The reason was straightforward: I was hitting daily limits regularly. When you're running hundreds of sessions a day and doing app and game development on the side, the Plus-level limits become a bottleneck faster than you'd expect.

This is the operational insight that Week 4 crystallised: when the subscription covers the cost but the daily cap doesn't cover the volume, the constraint shifts from money to limits. Hitting a daily rate limit is more frustrating than a bill — it stops you mid-flow.

The Pro upgrade wasn't about wanting more features. It was about removing a throttle. When the ceiling becomes usage limits rather than invoices, you start managing AI like infrastructure rather than a utility.

The builder's takeaway

Week 4 taught me something I didn't expect to learn this early in the experiment.

▸ The tasks
**1)** In the piece on the Pro upgrade, substitute "choke point" for "bottleneck" in the passage starting with "The reason was" and going on through "stops you mid-flow.", and give that passage again.
**2)** Please turn the paragraph of the piece on the Pro upgrade that begins "The Pro upgrade wasn't about" into a short list that keeps its main points.
**3)** Write the next part of the piece on the Pro upgrade, picking up after its final sentence.
None of the records are needed here.

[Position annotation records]
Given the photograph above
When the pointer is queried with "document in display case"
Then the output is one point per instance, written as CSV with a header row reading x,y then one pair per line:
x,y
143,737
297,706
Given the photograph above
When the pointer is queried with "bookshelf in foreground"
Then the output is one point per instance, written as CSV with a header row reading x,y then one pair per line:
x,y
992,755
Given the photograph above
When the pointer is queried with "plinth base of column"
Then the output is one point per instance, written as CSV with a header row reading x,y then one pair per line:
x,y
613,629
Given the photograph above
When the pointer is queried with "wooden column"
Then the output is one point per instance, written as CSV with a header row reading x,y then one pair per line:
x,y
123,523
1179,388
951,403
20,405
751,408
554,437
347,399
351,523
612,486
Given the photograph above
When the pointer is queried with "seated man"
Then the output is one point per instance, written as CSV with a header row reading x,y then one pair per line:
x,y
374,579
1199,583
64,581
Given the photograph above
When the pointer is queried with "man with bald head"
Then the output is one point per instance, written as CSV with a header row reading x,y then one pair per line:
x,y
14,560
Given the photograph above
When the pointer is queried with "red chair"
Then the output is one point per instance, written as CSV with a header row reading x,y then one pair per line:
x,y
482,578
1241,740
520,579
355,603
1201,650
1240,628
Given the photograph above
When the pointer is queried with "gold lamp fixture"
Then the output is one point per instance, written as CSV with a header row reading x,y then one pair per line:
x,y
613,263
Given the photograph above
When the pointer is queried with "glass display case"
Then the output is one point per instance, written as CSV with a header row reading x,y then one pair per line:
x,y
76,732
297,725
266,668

* * *

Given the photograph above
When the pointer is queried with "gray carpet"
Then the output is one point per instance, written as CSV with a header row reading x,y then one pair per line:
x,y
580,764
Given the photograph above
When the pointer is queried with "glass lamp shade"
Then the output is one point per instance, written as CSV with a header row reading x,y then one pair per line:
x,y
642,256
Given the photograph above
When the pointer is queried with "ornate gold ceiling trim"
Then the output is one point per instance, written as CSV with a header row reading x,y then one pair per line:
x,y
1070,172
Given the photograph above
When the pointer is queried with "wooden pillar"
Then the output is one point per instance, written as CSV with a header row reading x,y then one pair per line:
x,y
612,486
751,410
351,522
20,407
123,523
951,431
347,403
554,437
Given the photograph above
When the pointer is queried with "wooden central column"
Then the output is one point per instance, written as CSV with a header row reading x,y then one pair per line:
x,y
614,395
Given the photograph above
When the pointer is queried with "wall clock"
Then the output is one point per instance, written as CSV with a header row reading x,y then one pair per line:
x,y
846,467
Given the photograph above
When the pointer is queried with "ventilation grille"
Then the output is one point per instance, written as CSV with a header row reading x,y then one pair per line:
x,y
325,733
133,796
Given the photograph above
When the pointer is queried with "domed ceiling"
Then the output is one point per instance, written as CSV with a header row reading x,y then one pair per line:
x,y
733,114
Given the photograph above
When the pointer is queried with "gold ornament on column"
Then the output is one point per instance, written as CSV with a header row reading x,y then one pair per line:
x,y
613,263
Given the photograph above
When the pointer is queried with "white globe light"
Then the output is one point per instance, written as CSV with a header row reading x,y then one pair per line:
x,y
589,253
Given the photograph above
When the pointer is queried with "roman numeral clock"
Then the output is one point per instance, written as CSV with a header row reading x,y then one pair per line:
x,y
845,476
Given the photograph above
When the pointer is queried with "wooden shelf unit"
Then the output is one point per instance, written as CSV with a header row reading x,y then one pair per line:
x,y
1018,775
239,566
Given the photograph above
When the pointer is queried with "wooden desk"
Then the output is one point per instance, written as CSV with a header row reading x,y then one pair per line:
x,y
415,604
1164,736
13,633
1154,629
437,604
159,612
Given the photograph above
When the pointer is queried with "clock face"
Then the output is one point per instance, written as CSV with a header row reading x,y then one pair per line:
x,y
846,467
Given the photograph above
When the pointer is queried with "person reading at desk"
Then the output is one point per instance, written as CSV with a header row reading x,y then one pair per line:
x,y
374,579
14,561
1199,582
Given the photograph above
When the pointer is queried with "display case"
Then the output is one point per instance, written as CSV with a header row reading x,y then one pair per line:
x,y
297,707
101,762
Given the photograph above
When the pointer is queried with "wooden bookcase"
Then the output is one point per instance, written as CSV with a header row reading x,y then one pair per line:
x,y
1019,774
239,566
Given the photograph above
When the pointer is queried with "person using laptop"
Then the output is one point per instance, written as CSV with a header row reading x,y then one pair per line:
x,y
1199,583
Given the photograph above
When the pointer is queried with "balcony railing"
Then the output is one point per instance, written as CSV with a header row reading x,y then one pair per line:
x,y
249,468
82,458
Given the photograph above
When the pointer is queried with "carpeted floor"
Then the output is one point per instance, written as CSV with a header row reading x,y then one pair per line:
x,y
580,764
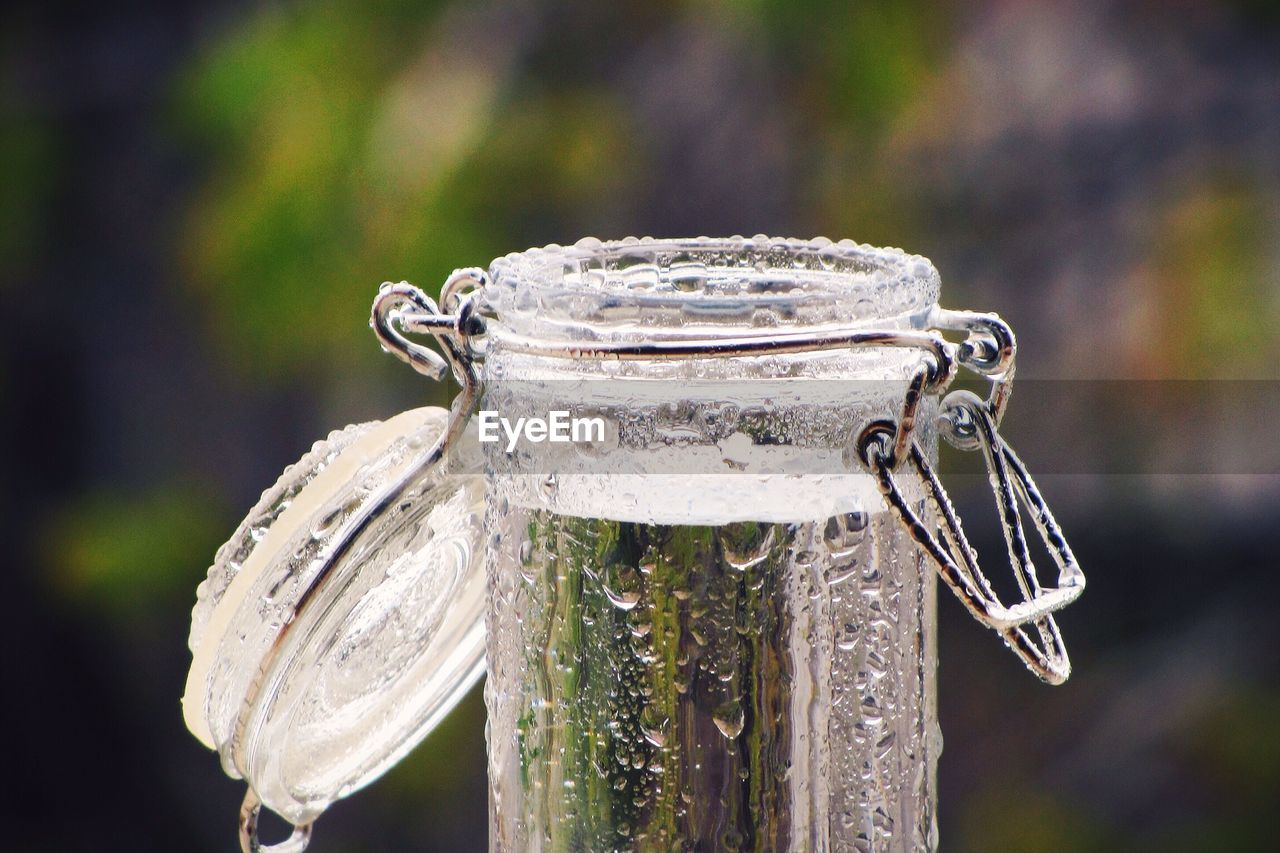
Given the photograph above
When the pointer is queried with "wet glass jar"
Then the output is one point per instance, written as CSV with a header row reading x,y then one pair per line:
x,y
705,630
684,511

...

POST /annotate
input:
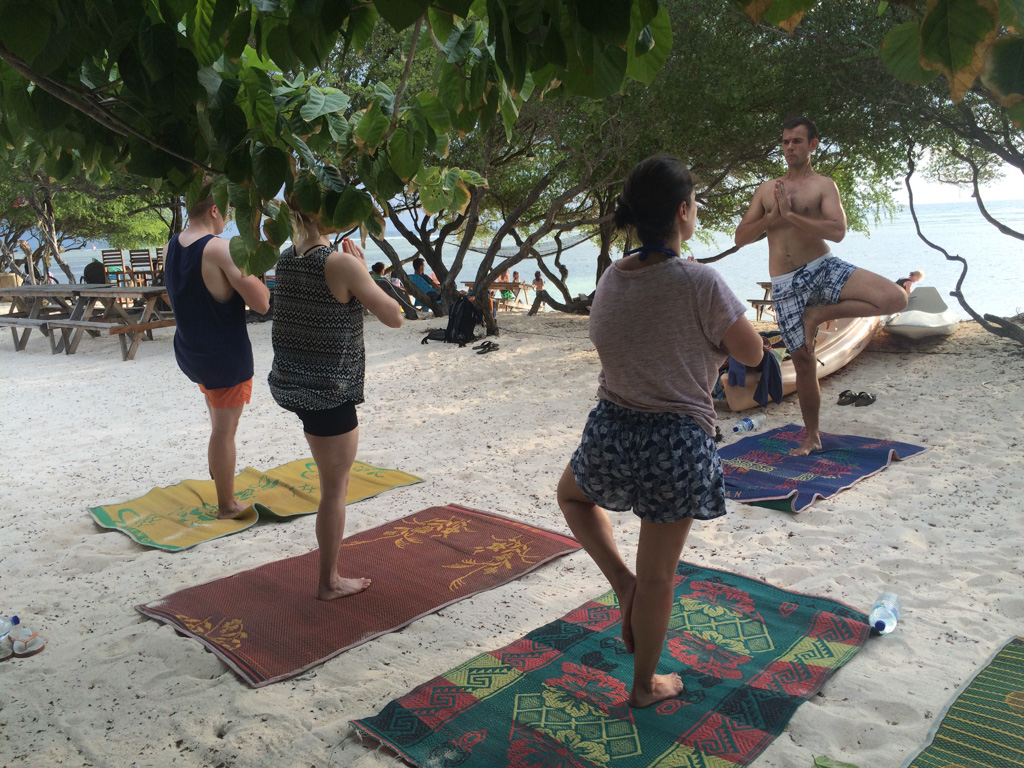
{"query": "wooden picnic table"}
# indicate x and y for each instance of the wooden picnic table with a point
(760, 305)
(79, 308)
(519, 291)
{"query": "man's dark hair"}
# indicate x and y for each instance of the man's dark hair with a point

▸ Results in order
**1)**
The reason was straightforward: I was hitting daily limits regularly. When you're running hundreds of sessions a day and doing app and game development on the side, the Plus-level limits become a choke point faster than you'd expect.

This is the operational insight that Week 4 crystallised: when the subscription covers the cost but the daily cap doesn't cover the volume, the constraint shifts from money to limits. Hitting a daily rate limit is more frustrating than a bill — it stops you mid-flow.

**2)**
- The Pro upgrade wasn't about wanting more features.
- It was about removing a throttle.
- When the ceiling becomes usage limits rather than invoices, you manage AI like infrastructure rather than a utility.

**3)**
Flat-rate AI subscriptions don't just change your cost structure. They change your behaviour. When every query costs the same as every other query, you optimise for throughput and quality, not for frugality. You run 2,461 sessions in a week not because you're trying to justify the subscription, but because the work demands it.

The effective rate of about £0.019 per million accounted tokens — under 2 pence per million tokens — means the subscription is already paid for by the first few serious sessions of the week. Everything after that is gravy.

If you're a builder running your own infrastructure and you're still on consumption-based AI billing, do the maths on your actual volume. The breakeven point on flat-rate subscriptions is lower than most people think. And the behavioural upside — not having to think twice about asking — is something spreadsheets don't capture.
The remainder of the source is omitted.